> Passage given:
+---+
# How I wake up



## snipe523 (Mar 19, 2009)

My two favorite things in the morning..... a nice cup of coffee and some MIMB.


----------



## browland (Apr 4, 2009)

nice


----------



## tacoma_2002 (Jul 16, 2009)

Yer coffee ain't black enuff.....but it'll do !

Goodmornin' guys!


----------



## IBBruin (Feb 10, 2009)

Good picture, really.


----------



## phreebsd (Dec 16, 2004)

haha that's a nice picture there.


----------



## 08GreenBrute (Jul 13, 2009)

haha same here minus the coffee just MIMB. thats a cool pic though


----------



## phreebsd (Dec 16, 2004)

this is what i eat for lunch!


----------



## snipe523 (Mar 19, 2009)
+---+
> Source excerpt:
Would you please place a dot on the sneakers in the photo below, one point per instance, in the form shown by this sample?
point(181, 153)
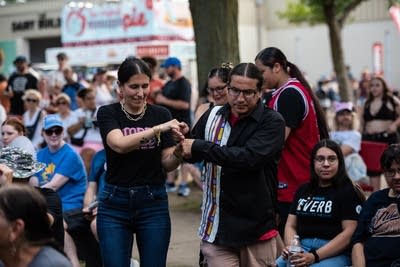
+---+
> Given problem:
Please write the next part of the "How I wake up" forum thread, picking up where it stops.

> Task answer:
Now all we need is some dinner and our day is complete!


----------



## phreebsd (Dec 16, 2004)

snipe523 said:


> Now all we need is some dinner and our day is complete!


we already have that!


----------



## DaBrute (Aug 16, 2009)

^^^^Too Funny! :rockn:


----------



## Polaris425 (Dec 16, 2004)

haha...


----------



## Big D (Jun 23, 2009)

Great job guys!

...and you have no idea how relieved what the picture ended up being. You had me worried.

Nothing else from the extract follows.